BRIEF ▸
Looking at the entries underneath, work out how many lines contain "bounding". Write only that number.

SOURCE MATERIAL ▸
_ _ _ _ _ _ _

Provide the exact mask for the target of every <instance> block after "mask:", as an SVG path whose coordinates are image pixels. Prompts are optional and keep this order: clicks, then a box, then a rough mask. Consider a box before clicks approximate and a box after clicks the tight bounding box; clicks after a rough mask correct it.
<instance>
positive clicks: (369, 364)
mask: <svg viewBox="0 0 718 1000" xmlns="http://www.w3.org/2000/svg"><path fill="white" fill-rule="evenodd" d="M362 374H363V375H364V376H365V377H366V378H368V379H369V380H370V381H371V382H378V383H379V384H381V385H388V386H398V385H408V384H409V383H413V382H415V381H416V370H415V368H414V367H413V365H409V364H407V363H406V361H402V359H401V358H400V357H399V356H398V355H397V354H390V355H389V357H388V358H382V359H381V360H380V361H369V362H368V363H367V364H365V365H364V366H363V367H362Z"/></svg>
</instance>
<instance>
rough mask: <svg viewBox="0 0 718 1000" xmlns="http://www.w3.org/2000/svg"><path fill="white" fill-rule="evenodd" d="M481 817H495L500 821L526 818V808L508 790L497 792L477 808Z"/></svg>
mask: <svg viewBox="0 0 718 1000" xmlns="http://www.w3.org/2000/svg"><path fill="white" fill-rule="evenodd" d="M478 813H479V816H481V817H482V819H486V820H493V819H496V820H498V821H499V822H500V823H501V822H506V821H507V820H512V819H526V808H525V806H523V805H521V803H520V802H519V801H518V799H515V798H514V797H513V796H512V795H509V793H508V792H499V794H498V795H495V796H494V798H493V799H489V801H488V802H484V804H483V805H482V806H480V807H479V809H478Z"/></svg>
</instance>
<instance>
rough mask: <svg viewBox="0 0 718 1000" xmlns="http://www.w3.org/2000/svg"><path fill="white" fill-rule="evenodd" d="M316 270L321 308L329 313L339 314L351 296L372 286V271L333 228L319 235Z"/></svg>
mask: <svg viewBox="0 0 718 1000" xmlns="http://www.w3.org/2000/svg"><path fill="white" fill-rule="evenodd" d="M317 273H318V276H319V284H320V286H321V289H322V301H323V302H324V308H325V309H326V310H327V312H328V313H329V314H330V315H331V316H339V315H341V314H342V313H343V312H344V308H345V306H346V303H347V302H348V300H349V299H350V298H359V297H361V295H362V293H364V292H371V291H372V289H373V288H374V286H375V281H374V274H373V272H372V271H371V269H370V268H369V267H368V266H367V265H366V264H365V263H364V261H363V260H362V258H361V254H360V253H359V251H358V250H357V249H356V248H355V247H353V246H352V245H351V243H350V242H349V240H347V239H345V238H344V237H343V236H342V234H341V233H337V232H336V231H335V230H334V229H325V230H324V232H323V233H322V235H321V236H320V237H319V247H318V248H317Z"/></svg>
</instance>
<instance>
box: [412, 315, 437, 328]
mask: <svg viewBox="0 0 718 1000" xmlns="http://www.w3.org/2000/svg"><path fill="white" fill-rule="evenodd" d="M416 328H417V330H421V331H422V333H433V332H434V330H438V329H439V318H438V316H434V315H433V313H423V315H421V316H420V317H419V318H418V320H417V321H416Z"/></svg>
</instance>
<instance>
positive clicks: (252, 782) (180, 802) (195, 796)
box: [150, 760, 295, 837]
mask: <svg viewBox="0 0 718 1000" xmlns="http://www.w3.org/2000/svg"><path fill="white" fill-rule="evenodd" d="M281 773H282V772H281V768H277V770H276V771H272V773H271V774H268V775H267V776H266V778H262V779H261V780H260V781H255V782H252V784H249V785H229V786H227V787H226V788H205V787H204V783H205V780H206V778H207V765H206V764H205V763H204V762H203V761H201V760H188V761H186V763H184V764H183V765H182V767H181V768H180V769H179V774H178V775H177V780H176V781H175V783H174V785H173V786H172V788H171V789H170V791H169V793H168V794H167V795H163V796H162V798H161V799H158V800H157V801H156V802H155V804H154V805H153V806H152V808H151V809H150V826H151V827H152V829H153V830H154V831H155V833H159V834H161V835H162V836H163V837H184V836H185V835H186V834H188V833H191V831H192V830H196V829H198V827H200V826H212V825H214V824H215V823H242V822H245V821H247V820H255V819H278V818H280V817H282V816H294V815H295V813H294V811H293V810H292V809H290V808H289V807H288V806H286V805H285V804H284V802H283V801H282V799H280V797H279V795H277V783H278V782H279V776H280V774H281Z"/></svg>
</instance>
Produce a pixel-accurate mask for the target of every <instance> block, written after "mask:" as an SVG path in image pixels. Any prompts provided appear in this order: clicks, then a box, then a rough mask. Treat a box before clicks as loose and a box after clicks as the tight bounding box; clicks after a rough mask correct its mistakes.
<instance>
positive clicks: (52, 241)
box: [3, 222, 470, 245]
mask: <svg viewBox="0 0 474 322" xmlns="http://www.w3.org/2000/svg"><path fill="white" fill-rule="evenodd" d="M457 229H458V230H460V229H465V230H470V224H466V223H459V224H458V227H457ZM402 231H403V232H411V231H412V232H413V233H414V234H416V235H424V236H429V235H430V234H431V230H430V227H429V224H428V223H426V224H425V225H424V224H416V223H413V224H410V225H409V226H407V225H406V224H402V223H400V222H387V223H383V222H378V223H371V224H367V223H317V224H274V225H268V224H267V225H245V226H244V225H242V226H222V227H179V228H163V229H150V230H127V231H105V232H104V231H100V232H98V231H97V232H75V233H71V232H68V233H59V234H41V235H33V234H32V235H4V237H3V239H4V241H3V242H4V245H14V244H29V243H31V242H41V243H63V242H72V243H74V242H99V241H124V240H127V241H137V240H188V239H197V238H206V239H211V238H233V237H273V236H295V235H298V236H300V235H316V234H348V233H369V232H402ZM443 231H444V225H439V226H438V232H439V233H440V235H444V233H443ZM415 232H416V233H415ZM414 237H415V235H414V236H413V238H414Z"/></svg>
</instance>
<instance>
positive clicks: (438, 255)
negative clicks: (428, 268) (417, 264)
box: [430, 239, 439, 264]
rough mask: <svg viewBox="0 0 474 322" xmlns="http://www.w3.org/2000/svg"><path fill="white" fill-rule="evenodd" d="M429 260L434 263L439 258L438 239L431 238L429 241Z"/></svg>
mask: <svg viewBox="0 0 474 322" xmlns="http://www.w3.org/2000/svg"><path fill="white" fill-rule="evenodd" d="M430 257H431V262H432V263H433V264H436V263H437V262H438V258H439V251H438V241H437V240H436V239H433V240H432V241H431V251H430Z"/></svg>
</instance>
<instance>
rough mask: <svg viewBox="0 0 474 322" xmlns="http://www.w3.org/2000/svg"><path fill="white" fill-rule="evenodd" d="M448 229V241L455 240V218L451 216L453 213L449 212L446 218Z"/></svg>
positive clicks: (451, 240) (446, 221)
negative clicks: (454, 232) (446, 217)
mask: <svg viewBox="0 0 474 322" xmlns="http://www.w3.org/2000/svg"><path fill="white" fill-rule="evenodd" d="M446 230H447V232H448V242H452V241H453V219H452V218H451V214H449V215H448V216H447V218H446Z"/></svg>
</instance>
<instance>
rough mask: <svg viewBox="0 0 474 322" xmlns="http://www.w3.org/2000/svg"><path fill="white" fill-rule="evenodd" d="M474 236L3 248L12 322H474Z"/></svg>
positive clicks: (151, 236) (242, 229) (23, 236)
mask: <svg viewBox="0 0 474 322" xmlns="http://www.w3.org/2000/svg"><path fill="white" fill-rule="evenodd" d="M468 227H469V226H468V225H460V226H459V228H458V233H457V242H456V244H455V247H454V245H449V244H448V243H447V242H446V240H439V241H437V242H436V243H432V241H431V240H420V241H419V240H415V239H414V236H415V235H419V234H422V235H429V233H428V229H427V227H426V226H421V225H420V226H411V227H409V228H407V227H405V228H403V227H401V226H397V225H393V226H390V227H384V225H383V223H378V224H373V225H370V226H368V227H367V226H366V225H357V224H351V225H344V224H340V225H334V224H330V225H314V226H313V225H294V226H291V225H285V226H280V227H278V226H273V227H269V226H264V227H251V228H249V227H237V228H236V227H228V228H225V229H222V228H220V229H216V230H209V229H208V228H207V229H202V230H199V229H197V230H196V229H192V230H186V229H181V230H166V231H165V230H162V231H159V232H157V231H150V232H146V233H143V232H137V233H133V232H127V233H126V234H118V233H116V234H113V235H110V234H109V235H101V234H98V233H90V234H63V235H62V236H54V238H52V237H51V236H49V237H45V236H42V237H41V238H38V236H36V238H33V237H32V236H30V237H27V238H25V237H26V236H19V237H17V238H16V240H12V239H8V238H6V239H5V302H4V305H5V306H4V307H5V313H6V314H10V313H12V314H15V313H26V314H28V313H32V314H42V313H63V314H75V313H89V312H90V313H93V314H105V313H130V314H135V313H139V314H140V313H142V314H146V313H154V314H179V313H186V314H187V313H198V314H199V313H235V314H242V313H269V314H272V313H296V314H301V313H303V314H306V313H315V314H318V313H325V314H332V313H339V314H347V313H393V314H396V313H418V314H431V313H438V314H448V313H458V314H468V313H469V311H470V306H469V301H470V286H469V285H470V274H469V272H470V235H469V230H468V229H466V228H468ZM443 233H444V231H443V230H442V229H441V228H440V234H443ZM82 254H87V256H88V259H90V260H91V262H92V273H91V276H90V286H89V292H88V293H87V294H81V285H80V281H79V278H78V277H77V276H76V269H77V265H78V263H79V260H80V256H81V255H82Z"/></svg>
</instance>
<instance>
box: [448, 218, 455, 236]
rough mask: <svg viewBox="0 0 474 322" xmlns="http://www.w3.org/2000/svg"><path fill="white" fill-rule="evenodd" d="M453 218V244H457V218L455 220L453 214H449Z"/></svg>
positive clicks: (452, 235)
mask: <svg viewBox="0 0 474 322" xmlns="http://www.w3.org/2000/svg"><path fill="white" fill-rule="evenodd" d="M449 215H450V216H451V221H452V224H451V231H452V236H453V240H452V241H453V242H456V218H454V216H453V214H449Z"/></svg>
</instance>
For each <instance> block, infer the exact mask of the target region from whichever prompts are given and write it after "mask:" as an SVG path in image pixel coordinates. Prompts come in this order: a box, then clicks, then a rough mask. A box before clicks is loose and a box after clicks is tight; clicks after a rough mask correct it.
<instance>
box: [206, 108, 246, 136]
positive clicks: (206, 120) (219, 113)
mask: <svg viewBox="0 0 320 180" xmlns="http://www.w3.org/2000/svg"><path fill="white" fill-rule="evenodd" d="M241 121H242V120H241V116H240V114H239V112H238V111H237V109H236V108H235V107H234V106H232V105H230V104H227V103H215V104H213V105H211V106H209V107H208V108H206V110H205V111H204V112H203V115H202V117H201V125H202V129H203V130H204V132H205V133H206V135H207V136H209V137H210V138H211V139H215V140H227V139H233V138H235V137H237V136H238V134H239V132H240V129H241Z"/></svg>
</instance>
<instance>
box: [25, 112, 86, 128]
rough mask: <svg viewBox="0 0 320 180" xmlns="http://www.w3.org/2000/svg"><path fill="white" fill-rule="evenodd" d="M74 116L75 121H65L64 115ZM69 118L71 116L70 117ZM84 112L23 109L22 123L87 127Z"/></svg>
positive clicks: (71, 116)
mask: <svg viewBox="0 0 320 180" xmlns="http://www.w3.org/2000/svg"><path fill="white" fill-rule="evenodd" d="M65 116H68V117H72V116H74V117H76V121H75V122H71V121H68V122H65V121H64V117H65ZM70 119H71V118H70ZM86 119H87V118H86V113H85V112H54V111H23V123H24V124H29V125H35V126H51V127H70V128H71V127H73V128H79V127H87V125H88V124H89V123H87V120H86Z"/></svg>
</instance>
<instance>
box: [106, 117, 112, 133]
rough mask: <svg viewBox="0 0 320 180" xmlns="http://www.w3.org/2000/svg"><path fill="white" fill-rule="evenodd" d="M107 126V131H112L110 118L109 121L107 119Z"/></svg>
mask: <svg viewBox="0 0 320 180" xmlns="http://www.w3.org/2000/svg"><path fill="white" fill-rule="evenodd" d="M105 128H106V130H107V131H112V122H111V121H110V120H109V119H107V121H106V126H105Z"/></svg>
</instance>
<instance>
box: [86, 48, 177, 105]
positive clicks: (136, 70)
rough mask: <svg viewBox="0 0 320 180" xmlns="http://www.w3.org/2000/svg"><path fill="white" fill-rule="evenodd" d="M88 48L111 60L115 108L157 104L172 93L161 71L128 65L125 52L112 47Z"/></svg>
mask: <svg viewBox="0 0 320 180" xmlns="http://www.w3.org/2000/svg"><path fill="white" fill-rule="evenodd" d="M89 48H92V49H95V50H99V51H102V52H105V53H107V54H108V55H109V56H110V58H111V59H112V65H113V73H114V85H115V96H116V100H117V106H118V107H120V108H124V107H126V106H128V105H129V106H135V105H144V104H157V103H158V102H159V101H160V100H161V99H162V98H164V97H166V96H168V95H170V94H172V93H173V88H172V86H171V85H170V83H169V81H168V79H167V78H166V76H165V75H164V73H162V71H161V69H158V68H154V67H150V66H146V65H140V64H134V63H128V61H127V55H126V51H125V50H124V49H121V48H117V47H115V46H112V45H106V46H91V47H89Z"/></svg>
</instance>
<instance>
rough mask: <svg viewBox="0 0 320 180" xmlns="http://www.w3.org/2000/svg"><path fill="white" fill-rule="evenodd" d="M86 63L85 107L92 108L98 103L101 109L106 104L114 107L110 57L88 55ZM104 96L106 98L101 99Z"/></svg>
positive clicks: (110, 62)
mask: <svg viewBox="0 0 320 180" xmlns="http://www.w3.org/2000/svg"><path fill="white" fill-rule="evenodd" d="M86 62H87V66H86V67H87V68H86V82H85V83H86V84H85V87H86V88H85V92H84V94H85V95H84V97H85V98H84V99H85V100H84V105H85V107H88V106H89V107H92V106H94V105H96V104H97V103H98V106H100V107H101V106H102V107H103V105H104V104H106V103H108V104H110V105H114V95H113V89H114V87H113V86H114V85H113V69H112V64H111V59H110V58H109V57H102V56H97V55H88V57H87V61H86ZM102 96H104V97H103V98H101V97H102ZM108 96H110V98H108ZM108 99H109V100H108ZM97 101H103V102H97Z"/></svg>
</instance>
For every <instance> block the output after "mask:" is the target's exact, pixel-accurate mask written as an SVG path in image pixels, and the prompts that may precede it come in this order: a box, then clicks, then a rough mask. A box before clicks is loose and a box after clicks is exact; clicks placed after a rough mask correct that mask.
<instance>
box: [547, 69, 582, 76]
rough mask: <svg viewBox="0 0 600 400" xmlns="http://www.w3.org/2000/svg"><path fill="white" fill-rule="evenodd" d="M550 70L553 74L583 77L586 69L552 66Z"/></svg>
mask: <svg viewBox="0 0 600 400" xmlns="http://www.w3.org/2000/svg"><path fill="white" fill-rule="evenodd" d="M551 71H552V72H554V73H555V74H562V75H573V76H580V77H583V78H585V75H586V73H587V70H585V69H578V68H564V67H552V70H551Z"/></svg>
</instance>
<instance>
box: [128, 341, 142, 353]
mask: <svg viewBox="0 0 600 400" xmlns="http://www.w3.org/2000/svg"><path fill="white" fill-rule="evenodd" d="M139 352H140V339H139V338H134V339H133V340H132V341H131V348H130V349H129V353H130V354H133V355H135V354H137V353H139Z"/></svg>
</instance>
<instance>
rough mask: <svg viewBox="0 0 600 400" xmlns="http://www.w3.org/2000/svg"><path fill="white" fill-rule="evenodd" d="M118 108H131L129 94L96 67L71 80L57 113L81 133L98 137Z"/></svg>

_ _ _ _ _ _ _

SOLUTION FOR THIS EXERCISE ▸
2